[Exercise directions] Each line below is to be set down again exactly.

[Supplied material]
-*-*-
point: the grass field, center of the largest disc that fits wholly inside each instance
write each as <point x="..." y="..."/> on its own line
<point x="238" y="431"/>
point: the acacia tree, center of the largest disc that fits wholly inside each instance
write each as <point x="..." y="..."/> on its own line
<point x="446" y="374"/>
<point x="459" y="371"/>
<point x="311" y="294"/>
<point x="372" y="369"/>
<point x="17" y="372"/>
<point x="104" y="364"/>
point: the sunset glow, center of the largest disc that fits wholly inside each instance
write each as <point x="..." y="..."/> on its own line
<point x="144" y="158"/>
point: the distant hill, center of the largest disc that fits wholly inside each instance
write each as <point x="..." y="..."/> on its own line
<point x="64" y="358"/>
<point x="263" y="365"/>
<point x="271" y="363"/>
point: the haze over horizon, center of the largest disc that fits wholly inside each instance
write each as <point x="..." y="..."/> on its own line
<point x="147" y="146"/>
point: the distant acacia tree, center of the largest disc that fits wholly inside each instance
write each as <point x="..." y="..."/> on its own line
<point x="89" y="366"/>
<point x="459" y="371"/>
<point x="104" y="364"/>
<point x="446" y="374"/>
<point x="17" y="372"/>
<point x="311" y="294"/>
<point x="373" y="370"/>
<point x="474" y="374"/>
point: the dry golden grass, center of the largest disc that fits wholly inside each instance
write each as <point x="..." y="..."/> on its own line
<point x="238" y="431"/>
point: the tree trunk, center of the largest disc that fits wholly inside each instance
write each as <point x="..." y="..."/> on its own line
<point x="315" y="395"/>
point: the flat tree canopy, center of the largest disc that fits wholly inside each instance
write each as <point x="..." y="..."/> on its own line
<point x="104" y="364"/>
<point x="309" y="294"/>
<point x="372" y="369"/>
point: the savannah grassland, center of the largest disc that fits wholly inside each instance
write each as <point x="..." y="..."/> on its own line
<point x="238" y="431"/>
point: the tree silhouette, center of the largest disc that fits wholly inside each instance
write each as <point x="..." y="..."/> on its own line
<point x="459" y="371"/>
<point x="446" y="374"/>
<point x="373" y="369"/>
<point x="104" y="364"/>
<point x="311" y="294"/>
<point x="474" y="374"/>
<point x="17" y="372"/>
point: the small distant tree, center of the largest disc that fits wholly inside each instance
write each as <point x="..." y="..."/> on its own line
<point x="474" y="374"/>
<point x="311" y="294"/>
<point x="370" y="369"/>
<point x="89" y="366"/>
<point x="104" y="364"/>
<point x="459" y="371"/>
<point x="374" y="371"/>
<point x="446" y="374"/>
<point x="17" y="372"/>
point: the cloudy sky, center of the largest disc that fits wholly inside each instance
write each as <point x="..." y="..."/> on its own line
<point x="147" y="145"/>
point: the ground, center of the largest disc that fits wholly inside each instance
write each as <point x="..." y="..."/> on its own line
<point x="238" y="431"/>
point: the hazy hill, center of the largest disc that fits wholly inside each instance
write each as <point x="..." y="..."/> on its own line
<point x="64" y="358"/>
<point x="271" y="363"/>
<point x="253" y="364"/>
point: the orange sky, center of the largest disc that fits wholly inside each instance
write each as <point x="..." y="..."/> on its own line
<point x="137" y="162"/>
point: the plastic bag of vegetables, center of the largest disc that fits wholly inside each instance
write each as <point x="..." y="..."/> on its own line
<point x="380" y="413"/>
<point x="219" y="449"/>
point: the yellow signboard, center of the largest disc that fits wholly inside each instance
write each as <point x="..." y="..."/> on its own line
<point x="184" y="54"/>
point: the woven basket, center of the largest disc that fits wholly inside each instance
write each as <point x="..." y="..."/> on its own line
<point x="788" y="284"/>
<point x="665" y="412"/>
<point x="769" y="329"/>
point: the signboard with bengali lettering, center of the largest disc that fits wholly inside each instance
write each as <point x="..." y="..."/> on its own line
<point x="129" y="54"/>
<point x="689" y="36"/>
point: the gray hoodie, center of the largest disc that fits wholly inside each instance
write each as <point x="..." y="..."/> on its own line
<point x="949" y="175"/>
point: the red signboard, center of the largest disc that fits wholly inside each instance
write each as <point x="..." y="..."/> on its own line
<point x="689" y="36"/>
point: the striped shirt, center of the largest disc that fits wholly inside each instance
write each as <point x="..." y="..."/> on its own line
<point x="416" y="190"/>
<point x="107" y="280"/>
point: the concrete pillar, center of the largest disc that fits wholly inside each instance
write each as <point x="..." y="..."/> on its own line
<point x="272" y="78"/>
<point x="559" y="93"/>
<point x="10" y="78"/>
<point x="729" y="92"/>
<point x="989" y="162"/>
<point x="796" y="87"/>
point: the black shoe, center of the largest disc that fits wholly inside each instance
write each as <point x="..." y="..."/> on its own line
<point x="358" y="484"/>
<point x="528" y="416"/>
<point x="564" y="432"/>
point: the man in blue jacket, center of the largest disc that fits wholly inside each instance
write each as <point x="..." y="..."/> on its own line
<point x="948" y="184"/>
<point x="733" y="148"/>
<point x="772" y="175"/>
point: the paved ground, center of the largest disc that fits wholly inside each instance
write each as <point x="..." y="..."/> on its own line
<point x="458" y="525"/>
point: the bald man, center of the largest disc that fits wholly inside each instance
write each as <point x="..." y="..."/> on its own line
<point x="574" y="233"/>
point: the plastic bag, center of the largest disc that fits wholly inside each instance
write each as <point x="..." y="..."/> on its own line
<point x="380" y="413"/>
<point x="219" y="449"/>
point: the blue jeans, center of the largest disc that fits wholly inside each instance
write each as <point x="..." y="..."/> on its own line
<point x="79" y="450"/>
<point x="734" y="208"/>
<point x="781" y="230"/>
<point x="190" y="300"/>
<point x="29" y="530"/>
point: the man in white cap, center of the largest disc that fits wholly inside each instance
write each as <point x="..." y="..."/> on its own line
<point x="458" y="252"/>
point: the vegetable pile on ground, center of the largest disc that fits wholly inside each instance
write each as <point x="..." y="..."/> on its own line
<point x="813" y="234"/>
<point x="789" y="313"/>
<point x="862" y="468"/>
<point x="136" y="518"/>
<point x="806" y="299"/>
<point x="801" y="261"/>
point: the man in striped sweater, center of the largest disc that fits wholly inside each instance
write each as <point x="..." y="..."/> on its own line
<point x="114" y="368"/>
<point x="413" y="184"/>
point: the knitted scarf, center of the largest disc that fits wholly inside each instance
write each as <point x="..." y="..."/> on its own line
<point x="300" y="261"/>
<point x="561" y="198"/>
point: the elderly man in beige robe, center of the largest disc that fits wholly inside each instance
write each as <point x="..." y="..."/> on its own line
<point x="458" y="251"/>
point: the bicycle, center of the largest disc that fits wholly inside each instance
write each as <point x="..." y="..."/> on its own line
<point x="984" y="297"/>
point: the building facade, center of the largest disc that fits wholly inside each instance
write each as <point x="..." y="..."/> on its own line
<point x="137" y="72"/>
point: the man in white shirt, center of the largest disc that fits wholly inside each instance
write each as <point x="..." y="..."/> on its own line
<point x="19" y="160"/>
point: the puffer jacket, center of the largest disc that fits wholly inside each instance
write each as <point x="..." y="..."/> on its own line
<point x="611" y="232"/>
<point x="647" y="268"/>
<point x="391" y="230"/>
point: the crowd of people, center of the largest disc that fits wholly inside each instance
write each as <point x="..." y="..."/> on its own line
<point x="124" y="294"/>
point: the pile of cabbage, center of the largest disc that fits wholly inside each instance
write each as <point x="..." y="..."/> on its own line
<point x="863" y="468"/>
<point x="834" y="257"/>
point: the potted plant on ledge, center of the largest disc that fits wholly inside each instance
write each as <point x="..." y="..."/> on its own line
-*-*-
[Solution for this exercise]
point: the grass field, center of the largest disc that fits wholly inside each instance
write each as <point x="..." y="..."/> on its own line
<point x="238" y="431"/>
point: the acacia tree, center of the largest disc that fits wholly inside each instance
write each as <point x="..." y="..."/> on its own line
<point x="446" y="374"/>
<point x="459" y="371"/>
<point x="311" y="294"/>
<point x="372" y="369"/>
<point x="17" y="372"/>
<point x="104" y="364"/>
point: the sunset glow, center of the largest disc that fits wholly inside each instance
write each as <point x="..." y="..."/> on its own line
<point x="144" y="158"/>
point: the distant hill, center of the largest disc that fits wholly inside each instance
write each as <point x="..." y="..."/> on its own line
<point x="64" y="358"/>
<point x="263" y="365"/>
<point x="271" y="363"/>
point: the haze over horizon, center of the largest disc that fits wholly inside each instance
write each as <point x="..." y="..."/> on its own line
<point x="147" y="146"/>
point: the distant acacia tree, center of the largest disc that fits wholly inside each instance
write each as <point x="..." y="..."/> on its own line
<point x="89" y="366"/>
<point x="459" y="371"/>
<point x="104" y="364"/>
<point x="446" y="374"/>
<point x="17" y="372"/>
<point x="311" y="294"/>
<point x="373" y="370"/>
<point x="474" y="374"/>
point: the dry golden grass, center of the largest disc that fits wholly inside each instance
write each as <point x="..." y="..."/> on its own line
<point x="238" y="431"/>
point: the tree trunk, center of the largest disc that fits wholly inside each instance
write each as <point x="..." y="..."/> on its own line
<point x="315" y="395"/>
point: the flat tree canopy, center of the largest disc that fits wholly inside each instance
write each as <point x="..." y="..."/> on its own line
<point x="104" y="364"/>
<point x="309" y="294"/>
<point x="372" y="369"/>
point: the savannah grassland, center of the largest disc that fits wholly inside each instance
write each as <point x="..." y="..."/> on its own line
<point x="238" y="431"/>
point: the tree silhouette, center of the largest disc that fits wholly inside each instance
write each as <point x="..." y="..."/> on its own line
<point x="459" y="371"/>
<point x="446" y="374"/>
<point x="373" y="369"/>
<point x="104" y="364"/>
<point x="311" y="294"/>
<point x="474" y="374"/>
<point x="17" y="372"/>
point: the small distant tree, center of the largest disc that fits wholly inside each instance
write each as <point x="..." y="..."/> on its own line
<point x="474" y="374"/>
<point x="311" y="294"/>
<point x="370" y="369"/>
<point x="89" y="366"/>
<point x="104" y="364"/>
<point x="459" y="371"/>
<point x="374" y="371"/>
<point x="446" y="374"/>
<point x="17" y="372"/>
point: the cloudy sky, center of the largest disc that fits wholly inside each instance
write each as <point x="..." y="..."/> on its own line
<point x="147" y="145"/>
point: the ground, center of the largest disc that fits wholly inside each instance
write each as <point x="..." y="..."/> on its own line
<point x="238" y="431"/>
point: the hazy hill, center of the largest disc that fits wholly inside each instance
write each as <point x="..." y="..."/> on its own line
<point x="64" y="358"/>
<point x="271" y="363"/>
<point x="253" y="364"/>
point: the orange sky, center of the largest disc that fits wholly inside each instance
write each as <point x="..." y="..."/> on its own line
<point x="137" y="162"/>
point: the plastic bag of vegetables, center of the largest disc that fits wholly inside each instance
write each as <point x="..." y="..."/> on its own line
<point x="380" y="413"/>
<point x="219" y="449"/>
point: the yellow signboard, center of the largest disc that fits wholly inside each instance
write each as <point x="..." y="..."/> on its own line
<point x="184" y="54"/>
point: the woven basket, center of the largest disc that fits wholly inside each instance
write each as <point x="..." y="..."/> on its own line
<point x="788" y="284"/>
<point x="665" y="412"/>
<point x="769" y="329"/>
point: the signboard with bengali lettering, center of the largest disc that fits wholly inside each instance
write each as <point x="..." y="..."/> on its own line
<point x="129" y="54"/>
<point x="689" y="36"/>
point: the gray hoodie, center of the largest disc that fits wholly inside each instance
write each as <point x="..." y="..."/> on its own line
<point x="949" y="175"/>
point: the red signboard, center of the largest disc that fits wholly inside each instance
write each as <point x="..." y="..."/> on its own line
<point x="689" y="36"/>
point: the striped shirt, center of the largest disc that fits wholly inside each instance
write each as <point x="..." y="..."/> on its own line
<point x="416" y="190"/>
<point x="107" y="280"/>
point: the concrete pillar, center of the largest disc that fits wholly inside each instance
write each as <point x="..." y="..."/> on its own line
<point x="272" y="78"/>
<point x="559" y="93"/>
<point x="10" y="78"/>
<point x="729" y="92"/>
<point x="989" y="162"/>
<point x="796" y="87"/>
point: the black shoe, center of the largest disc that fits wholly inside each instance
write each as <point x="..." y="..."/> on its own line
<point x="358" y="484"/>
<point x="528" y="416"/>
<point x="564" y="432"/>
point: the man in blue jacket, center of the largest disc that fits wholly inside each instance
write each as <point x="..." y="..."/> on its own line
<point x="948" y="184"/>
<point x="733" y="148"/>
<point x="772" y="175"/>
point: the paved ground, center of the largest disc that fits wholly inside each instance
write each as <point x="..." y="..."/> on its own line
<point x="458" y="525"/>
point: the bald man, center of the largest disc that fits wholly inside each instance
write each as <point x="..." y="..."/> on its own line
<point x="574" y="233"/>
point: the plastic bag, center of the largest disc that fits wholly inside each instance
write each as <point x="..." y="..."/> on its own line
<point x="380" y="413"/>
<point x="219" y="449"/>
point: the blue jeans, center of the largest disc that fits wholly inside each instance
write each as <point x="..." y="..."/> on its own line
<point x="79" y="450"/>
<point x="734" y="208"/>
<point x="781" y="230"/>
<point x="190" y="300"/>
<point x="29" y="530"/>
point: the man in white cap, center of the largest disc that fits wholly inside each instance
write each as <point x="..." y="..."/> on its own line
<point x="458" y="252"/>
point: the vegetable pile on ground, center of the largest disc that fits wholly inside each instance
write each as <point x="..." y="..."/> on its own line
<point x="813" y="234"/>
<point x="789" y="313"/>
<point x="862" y="468"/>
<point x="136" y="518"/>
<point x="806" y="299"/>
<point x="801" y="261"/>
point: the man in striped sweater, center of the largest disc that fits wholly inside each instance
write each as <point x="..." y="..."/> on its own line
<point x="114" y="368"/>
<point x="413" y="184"/>
point: the knitted scarf, center of the largest disc that fits wholly inside each instance
write each as <point x="..." y="..."/> on its own line
<point x="300" y="261"/>
<point x="561" y="198"/>
point: the elderly man in beige robe, center of the largest disc that fits wholly inside each instance
write each as <point x="..." y="..."/> on its own line
<point x="458" y="251"/>
point: the bicycle, center of the largest disc that fits wholly inside each instance
write each as <point x="..." y="..."/> on its own line
<point x="984" y="297"/>
point: the building facade, center of the largest disc that fits wholly inside each instance
write each as <point x="..." y="..."/> on its own line
<point x="137" y="72"/>
point: the man in white shirt, center of the largest disc that fits wholly inside each instance
write each as <point x="..." y="..."/> on its own line
<point x="19" y="160"/>
point: the puffer jacket, center of the largest disc that fits wholly inside each instance
write each as <point x="..." y="..."/> on its own line
<point x="611" y="232"/>
<point x="647" y="268"/>
<point x="391" y="230"/>
point: the crowd of people, center of the largest disc that fits wholly inside each instance
write each as <point x="..." y="..."/> on its own line
<point x="124" y="294"/>
point: the pile of cabbage, center of the largest disc that fits wholly inside each instance
write each as <point x="..." y="..."/> on its own line
<point x="863" y="468"/>
<point x="834" y="257"/>
point: the potted plant on ledge, center of the largest disc that fits wholly inside each instance
write each as <point x="..." y="..."/> on its own line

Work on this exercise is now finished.